• _What the task requires_
Copy out each line of the entries where the word "desk" is present.

• _Source material_

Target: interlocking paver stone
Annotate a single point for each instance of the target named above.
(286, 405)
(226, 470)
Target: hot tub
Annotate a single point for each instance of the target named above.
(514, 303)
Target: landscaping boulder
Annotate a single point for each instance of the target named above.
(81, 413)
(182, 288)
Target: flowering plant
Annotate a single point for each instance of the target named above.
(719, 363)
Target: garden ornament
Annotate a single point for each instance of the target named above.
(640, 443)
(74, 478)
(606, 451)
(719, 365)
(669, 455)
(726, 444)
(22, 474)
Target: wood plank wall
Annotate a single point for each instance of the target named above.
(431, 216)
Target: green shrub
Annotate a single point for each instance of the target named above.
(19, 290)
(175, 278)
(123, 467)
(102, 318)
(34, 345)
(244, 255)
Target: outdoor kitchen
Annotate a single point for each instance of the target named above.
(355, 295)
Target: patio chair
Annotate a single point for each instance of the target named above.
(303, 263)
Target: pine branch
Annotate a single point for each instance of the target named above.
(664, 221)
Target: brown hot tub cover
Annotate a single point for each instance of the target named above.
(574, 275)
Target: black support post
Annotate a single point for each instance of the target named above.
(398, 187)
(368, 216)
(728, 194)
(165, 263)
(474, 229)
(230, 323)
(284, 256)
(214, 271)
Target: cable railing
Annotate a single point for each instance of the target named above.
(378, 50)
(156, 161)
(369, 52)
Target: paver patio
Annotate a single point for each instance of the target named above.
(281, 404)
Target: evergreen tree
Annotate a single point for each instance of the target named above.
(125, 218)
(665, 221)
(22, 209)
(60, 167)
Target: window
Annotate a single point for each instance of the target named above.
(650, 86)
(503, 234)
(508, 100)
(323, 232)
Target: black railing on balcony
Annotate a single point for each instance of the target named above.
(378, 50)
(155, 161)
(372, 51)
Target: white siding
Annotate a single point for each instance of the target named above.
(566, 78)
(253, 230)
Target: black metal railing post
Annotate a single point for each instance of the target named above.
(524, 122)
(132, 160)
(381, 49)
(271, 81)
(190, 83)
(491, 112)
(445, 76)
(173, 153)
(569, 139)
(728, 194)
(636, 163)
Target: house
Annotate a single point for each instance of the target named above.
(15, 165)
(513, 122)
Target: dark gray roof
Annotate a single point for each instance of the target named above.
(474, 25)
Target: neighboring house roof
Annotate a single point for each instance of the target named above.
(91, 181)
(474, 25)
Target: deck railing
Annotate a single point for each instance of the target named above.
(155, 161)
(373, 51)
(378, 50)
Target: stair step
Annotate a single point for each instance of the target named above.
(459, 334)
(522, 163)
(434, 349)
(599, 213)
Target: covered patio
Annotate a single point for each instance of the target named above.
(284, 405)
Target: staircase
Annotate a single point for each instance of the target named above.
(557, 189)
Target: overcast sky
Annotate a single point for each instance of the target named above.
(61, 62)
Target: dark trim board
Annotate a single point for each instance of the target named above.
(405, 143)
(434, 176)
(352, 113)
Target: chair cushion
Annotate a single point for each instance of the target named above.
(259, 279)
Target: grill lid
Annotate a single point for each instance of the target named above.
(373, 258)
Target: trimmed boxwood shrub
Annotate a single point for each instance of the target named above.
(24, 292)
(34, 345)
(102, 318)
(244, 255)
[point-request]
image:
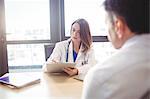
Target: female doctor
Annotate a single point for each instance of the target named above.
(77, 49)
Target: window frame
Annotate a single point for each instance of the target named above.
(95, 38)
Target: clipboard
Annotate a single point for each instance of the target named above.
(58, 67)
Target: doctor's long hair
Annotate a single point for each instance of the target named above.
(85, 34)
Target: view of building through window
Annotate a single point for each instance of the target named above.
(26, 20)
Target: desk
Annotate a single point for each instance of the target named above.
(51, 87)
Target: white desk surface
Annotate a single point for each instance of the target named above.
(51, 87)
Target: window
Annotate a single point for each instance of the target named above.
(91, 10)
(27, 30)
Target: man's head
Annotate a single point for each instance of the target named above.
(126, 18)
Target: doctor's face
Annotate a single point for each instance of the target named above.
(75, 33)
(112, 32)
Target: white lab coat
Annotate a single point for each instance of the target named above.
(126, 75)
(60, 52)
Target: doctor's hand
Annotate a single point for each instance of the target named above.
(71, 71)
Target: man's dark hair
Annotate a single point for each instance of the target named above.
(134, 12)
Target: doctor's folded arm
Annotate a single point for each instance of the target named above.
(78, 49)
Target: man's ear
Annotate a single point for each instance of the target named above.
(119, 27)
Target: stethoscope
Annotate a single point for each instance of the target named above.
(67, 55)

• _Answer for the task_
Target: desk
Target: white desk surface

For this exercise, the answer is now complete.